EXCERPTED TEXT:
=== Begin Enclosure ===

Historical archive

Plans to offer a vaccine to 16 and 17-year-olds

Historical archive

Published under: Solberg's Government

Publisher: Ministry of Health and Care Services

The Norwegian Government is planning to offer a vaccine against COVID-19 to 16 and 17-year-olds after the over-18s have been fully vaccinated. The final decision will be made in September.

Information in other languages (more languages will be published as soon as possible):

The Norwegian Institute of Public Health recommends that 16 and 17-year-olds are offered a COVID-19 vaccine, after all people over the age of 18 have been fully vaccinated. This recommendation is based on the current state of knowledge. We will acquire more knowledge and experience from other countries who are vaccinating their young people in the near future.

‘Before vaccinating people under the age of 18 in Norway, we want to have the best possible understanding of the vaccine’s efficacy and adverse events. The Norwegian Government therefore will not make a final decision on vaccines for 16 and 17-year-olds until the Norwegian Institute of Public Health has reviewed the matter again in September,’ says Minister of Health and Care Services Bent Høie.

Preparing the municipalities for an extension of the vaccination programme
The current COVID-19 vaccination programme comprises people who are 18 (born in 2003) and older. Vaccination is also offered to people between the ages of 12 and 18 if they have a high risk of serious disease. If the Norwegian Institute of Public Health upholds its recommendation following a new assessment in September, it is highly likely that 16 and 17-year-olds will also be included in the vaccination programme.

According to the most recent forecasts from the Norwegian Institute of Public Health, vaccination of this age group can begin in October, at the earliest.

‘We want to prepare the municipalities for the possibility that the vaccination programme will include 16 and 17-year-olds this autumn. The municipalities need time to plan vaccination of this group, and need to be made aware that the vaccination programme will continue after the population over the age of 18 has been vaccinated,’ states Mr Høie.

=== End Enclosure ===

COLLECTED DATA:
=== Begin Enclosure ===

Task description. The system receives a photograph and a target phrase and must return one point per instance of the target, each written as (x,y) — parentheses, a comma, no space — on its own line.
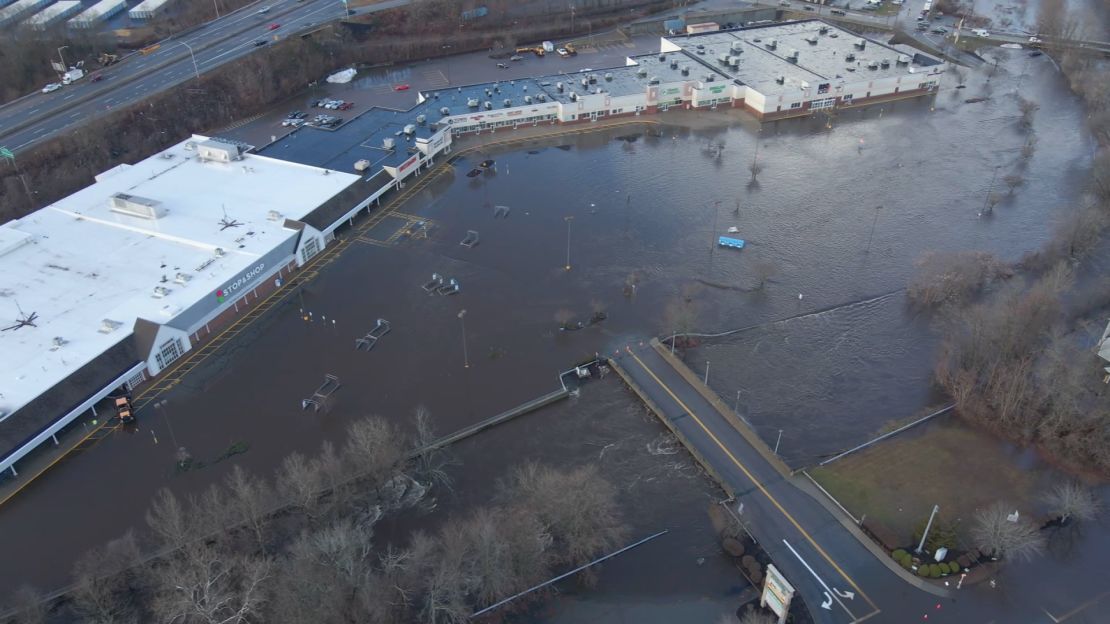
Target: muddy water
(645,204)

=== End Enclosure ===

WHAT TO DO: Reproduce verbatim the portion of the announcement on vaccinating 16 and 17-year-olds that begins at the words "The Norwegian Government is" and stops after the words "the near future.".

TASK SOLUTION:
The Norwegian Government is planning to offer a vaccine against COVID-19 to 16 and 17-year-olds after the over-18s have been fully vaccinated. The final decision will be made in September.

Information in other languages (more languages will be published as soon as possible):

The Norwegian Institute of Public Health recommends that 16 and 17-year-olds are offered a COVID-19 vaccine, after all people over the age of 18 have been fully vaccinated. This recommendation is based on the current state of knowledge. We will acquire more knowledge and experience from other countries who are vaccinating their young people in the near future.